Direction
Print the data exactly, leaving nothing out.

* begin *

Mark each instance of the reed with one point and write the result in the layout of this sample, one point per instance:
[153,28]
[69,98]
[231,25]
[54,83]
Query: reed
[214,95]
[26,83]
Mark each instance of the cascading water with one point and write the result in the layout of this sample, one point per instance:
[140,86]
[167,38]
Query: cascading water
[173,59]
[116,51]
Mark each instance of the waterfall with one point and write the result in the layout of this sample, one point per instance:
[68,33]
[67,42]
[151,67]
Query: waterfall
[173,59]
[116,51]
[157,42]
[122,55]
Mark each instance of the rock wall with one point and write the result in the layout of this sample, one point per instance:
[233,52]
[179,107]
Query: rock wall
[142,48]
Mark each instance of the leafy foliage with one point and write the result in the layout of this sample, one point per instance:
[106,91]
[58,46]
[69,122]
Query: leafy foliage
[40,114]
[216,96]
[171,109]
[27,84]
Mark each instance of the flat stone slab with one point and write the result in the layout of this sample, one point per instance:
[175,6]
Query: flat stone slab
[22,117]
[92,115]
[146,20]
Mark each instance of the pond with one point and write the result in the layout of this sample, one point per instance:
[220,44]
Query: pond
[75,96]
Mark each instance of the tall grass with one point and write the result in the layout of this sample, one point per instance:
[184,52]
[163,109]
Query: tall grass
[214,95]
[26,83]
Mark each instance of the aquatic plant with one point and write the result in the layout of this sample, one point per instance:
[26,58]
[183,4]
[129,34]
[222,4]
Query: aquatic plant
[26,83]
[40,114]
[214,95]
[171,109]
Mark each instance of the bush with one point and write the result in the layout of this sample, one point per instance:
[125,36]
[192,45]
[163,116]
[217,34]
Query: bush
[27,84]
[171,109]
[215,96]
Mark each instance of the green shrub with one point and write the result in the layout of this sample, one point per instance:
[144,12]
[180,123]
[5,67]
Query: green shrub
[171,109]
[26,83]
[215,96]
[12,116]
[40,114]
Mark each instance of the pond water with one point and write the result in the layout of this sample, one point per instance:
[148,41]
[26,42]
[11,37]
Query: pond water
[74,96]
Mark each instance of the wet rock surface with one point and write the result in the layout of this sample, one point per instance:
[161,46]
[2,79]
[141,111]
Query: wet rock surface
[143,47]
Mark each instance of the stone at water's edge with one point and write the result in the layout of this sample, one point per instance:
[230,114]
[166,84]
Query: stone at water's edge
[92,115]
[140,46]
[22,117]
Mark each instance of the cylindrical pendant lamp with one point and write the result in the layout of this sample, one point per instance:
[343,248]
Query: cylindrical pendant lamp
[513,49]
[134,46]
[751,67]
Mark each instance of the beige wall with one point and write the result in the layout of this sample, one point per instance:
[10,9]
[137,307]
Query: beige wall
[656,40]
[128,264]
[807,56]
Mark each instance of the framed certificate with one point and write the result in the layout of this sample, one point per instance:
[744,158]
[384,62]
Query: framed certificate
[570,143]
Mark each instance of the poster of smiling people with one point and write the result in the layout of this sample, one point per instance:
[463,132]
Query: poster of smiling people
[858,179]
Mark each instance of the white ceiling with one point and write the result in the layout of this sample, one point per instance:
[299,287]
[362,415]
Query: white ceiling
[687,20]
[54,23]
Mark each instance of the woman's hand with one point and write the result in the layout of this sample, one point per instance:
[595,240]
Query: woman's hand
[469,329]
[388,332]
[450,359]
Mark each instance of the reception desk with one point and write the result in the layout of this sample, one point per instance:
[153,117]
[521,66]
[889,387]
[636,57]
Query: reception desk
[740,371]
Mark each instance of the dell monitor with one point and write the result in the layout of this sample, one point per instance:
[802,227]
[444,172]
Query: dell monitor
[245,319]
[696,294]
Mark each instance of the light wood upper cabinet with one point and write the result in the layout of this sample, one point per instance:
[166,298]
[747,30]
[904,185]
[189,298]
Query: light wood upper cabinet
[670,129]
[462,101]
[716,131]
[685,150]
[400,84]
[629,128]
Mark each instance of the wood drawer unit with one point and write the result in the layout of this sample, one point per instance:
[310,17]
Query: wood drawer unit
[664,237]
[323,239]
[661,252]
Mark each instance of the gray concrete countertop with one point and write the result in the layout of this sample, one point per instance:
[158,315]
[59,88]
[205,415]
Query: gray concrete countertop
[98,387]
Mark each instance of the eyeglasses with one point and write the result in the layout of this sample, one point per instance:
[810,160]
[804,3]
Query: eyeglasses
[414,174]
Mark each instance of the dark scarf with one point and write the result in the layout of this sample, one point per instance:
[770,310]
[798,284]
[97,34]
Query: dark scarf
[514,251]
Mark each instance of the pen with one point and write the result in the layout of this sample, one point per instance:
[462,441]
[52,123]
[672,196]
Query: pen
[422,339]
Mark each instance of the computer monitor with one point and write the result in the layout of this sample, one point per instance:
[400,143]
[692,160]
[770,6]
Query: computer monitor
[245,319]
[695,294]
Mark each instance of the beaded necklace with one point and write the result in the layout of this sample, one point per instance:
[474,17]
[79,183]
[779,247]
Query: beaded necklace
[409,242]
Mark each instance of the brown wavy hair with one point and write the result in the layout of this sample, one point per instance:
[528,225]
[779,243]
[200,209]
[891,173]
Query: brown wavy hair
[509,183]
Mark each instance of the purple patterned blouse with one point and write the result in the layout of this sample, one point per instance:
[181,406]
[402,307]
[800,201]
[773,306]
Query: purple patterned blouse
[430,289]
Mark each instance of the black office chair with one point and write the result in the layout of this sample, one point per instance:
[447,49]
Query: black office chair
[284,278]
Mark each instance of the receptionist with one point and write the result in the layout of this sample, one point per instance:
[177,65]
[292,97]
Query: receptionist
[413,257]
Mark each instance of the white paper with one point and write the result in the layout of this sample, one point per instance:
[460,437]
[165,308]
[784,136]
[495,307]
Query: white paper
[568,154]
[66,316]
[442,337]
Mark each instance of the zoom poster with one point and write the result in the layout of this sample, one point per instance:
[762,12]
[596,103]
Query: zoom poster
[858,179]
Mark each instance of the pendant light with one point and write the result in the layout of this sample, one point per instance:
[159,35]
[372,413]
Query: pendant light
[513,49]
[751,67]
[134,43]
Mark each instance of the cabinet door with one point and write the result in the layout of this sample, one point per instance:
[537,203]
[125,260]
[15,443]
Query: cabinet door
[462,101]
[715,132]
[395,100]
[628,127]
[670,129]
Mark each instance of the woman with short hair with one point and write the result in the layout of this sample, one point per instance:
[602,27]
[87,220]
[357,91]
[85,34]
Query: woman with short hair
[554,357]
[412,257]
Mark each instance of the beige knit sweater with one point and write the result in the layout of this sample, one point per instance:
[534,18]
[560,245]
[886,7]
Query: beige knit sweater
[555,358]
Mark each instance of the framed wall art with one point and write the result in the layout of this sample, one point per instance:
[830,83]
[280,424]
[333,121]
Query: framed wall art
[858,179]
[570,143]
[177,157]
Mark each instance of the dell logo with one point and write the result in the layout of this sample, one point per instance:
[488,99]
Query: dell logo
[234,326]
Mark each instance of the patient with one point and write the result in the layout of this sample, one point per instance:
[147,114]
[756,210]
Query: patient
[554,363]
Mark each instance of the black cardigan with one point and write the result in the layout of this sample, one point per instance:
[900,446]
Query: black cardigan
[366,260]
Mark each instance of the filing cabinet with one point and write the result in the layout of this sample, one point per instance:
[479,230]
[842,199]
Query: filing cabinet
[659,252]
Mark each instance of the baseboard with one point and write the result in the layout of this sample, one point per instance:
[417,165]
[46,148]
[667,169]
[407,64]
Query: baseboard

* end *

Task solution
Mark each instance of the reed with one point and write the result in the layout of this sample, one point per instance:
[153,28]
[69,98]
[231,25]
[54,83]
Query: reed
[214,95]
[26,83]
Mark each instance of the cascading water with one point and write the result in the layout of this sample, one point per instance:
[140,86]
[167,38]
Query: cascading water
[173,59]
[116,51]
Mark each instance of the waterfall with one point and write the result in the layout of this sample, one point per instance:
[68,33]
[67,42]
[151,67]
Query: waterfall
[173,59]
[116,51]
[157,42]
[122,55]
Mark each instance of the rock wall with one point and write the result in the layout of this sample, one point per instance:
[233,52]
[179,107]
Query: rock wall
[142,48]
Mark each instance of the leafy foliage with one point and write the result in the layout of this sample, one point per instance:
[106,91]
[58,46]
[69,122]
Query: leafy foliage
[40,114]
[216,96]
[171,109]
[27,84]
Mark each instance of the flat stone slab with one point and write the result in the layout of this sample, one point per instance:
[175,6]
Query: flat stone slab
[22,117]
[92,115]
[146,20]
Mark each instance of the pond with one point and write the result in the layout of this sample, one point per instance:
[220,44]
Query: pond
[75,96]
Mark each instance of the tall grass with one point and write the result in the layout of this sample, one point per instance:
[184,52]
[163,109]
Query: tall grass
[214,95]
[26,83]
Mark each instance of the aquatic plant with one point and write the result in the layout of this sample, one point per instance:
[26,58]
[183,4]
[129,34]
[222,4]
Query: aquatic plant
[26,83]
[40,114]
[214,95]
[171,109]
Mark each instance of the bush with one point and write the result in the layout of this sample, one point per instance:
[125,36]
[192,45]
[163,116]
[217,34]
Query: bush
[27,84]
[171,109]
[215,96]
Mark each instance of the green shrub with one point and write the result in the layout of this sample, one point per instance:
[144,12]
[180,123]
[5,67]
Query: green shrub
[171,109]
[26,83]
[215,96]
[12,116]
[40,114]
Mark each instance of the pond water with one point and write the result in the layout of this sample, one point per instance:
[148,41]
[26,42]
[11,37]
Query: pond water
[74,96]
Mark each instance of the wet rock surface with one point and write the result in the layout of this sample, one point per instance:
[161,46]
[2,79]
[141,111]
Query: wet rock surface
[143,47]
Mark each instance of the stone at water's edge with one point and write the result in the layout of this sample, one point per instance:
[230,114]
[166,84]
Query: stone at water's edge
[92,115]
[140,46]
[22,117]
Mark each instance of the cylindrical pendant lamp with one point and write the result in the layout of this sample, one point per instance:
[343,248]
Query: cylindrical pendant lamp
[513,49]
[134,46]
[751,67]
Mark each instance of the beige wall with one point and write the result in the layout of this sample, one point per instance:
[10,9]
[137,307]
Query: beige wall
[656,40]
[128,264]
[807,56]
Mark each instance of the framed certificate with one point and write the result in the layout of this sample, one point per instance:
[744,158]
[384,62]
Query: framed certificate
[570,143]
Mark each instance of the poster of smiling people with one point and write the result in the layout of this sample, one point per instance:
[463,132]
Query: poster of smiling people
[858,179]
Mark each instance of the white ceiling with one point and write the result in the layout of this sample, one point per instance:
[299,287]
[362,415]
Query: white ceiling
[687,20]
[54,23]
Mark each instance of the woman's hand with one point and write the result in the layout of this sample, one point per instance:
[595,240]
Query: woman's hand
[469,329]
[388,332]
[450,359]
Mark each instance of the reception desk with one point and write the result in the layout of this sample, one point per instance:
[153,117]
[521,66]
[889,387]
[636,57]
Query: reception desk
[740,371]
Mark each instance of the dell monitor with one point and write the result in the layout of this sample, one point per instance:
[802,227]
[444,172]
Query: dell monitor
[245,319]
[696,294]
Mark each instance of the light wood upper cabinet with one point and write the result in the layout of this sample, one point per instance:
[166,298]
[747,30]
[904,185]
[189,298]
Query: light wood upper cabinet
[670,129]
[462,101]
[716,131]
[685,150]
[400,84]
[629,128]
Mark each instance of the wood drawer unit with one point and write the result in the layout of this sample, one point per instance:
[310,17]
Query: wood drawer unit
[664,237]
[323,239]
[661,252]
Mark each instance of the gray concrete countertop with one point and write the result in the layout of this sample, one point per instance:
[158,315]
[59,88]
[205,415]
Query: gray concrete countertop
[98,387]
Mark each instance of the eyeglasses with one point and write the result in the layout of this sample, one point per instance:
[810,160]
[804,3]
Query: eyeglasses
[414,174]
Mark each instance of the dark scarf with one point and write the result in the layout of this sample, one point per instance:
[770,310]
[798,284]
[97,34]
Query: dark scarf
[514,251]
Mark each instance of the pen with one point and write the result in the layout of this sample, one point per instance:
[462,441]
[52,123]
[672,196]
Query: pen
[422,339]
Mark each instance of the computer monitor with one point and write the result in the layout of this sample, one point per instance:
[400,143]
[692,160]
[770,6]
Query: computer monitor
[245,319]
[695,294]
Mark each instance of the beaded necklace with one point and write the result in the layout of this sample, one point per instance:
[474,17]
[79,183]
[779,247]
Query: beaded necklace
[409,242]
Mark each instance of the brown wavy hair with one point and write the result in the layout of this sample, one point per instance:
[528,225]
[779,243]
[200,209]
[891,173]
Query: brown wavy hair
[509,183]
Mark each instance of the purple patterned blouse with one point and write the result in the layout of this sample, one point per instance:
[181,406]
[402,307]
[800,201]
[773,306]
Query: purple patterned blouse
[430,289]
Mark each instance of the black office chair with one point and write the result in the layout of this sample, one point per instance:
[447,49]
Query: black office chair
[284,278]
Mark each instance of the receptionist with one point and write the result in the layout of this sample, one point per instance:
[177,65]
[292,97]
Query: receptionist
[413,257]
Mark each instance of the white paper with one point and write the result in the layout of this sample, one point per instance:
[460,437]
[165,308]
[784,136]
[495,307]
Query: white paper
[568,154]
[66,316]
[442,337]
Mark each instance of the zoom poster with one point and write the result in the layout of this sample, one point per instance:
[762,12]
[596,103]
Query: zoom poster
[858,179]
Mark each instance of the pendant light with one point and write the result in the layout of this sample, one point per instance:
[159,35]
[372,413]
Query: pendant light
[513,49]
[751,67]
[134,43]
Mark each instance of the cabinet door with one point and write the result in the layout of this sample, one point per instance:
[537,203]
[125,260]
[15,443]
Query: cabinet door
[462,101]
[715,132]
[395,100]
[628,127]
[670,129]
Mark each instance of the woman with short hair with one point and write the result in the layout of this sample, one point per instance:
[602,27]
[87,220]
[357,91]
[85,34]
Query: woman with short hair
[554,357]
[412,257]
Mark each instance of the beige knit sweater with one point and write the result in the layout of this sample, one point per instance:
[534,18]
[560,245]
[886,7]
Query: beige knit sweater
[555,358]
Mark each instance of the framed wall art with one point and write the result in the layout of this sample, one point per instance:
[830,83]
[280,424]
[333,121]
Query: framed wall art
[858,179]
[570,143]
[177,157]
Mark each instance of the dell logo with one point and write the result in the layout of this sample, one point per instance:
[488,99]
Query: dell logo
[234,326]
Mark each instance of the patient with one point and write the result in the layout of this sample, one point per instance:
[147,114]
[756,210]
Query: patient
[554,363]
Mark each instance of the black cardigan with one point and write the result in the layout of this sample, one point per instance:
[900,446]
Query: black cardigan
[366,260]
Mark each instance of the filing cabinet with one point and write the result in the layout of this sample, one point per instance:
[479,230]
[842,199]
Query: filing cabinet
[659,252]
Mark each instance of the baseboard with one point and write the result in the layout of this sample, one point per instance:
[417,165]
[46,148]
[667,169]
[407,64]
Query: baseboard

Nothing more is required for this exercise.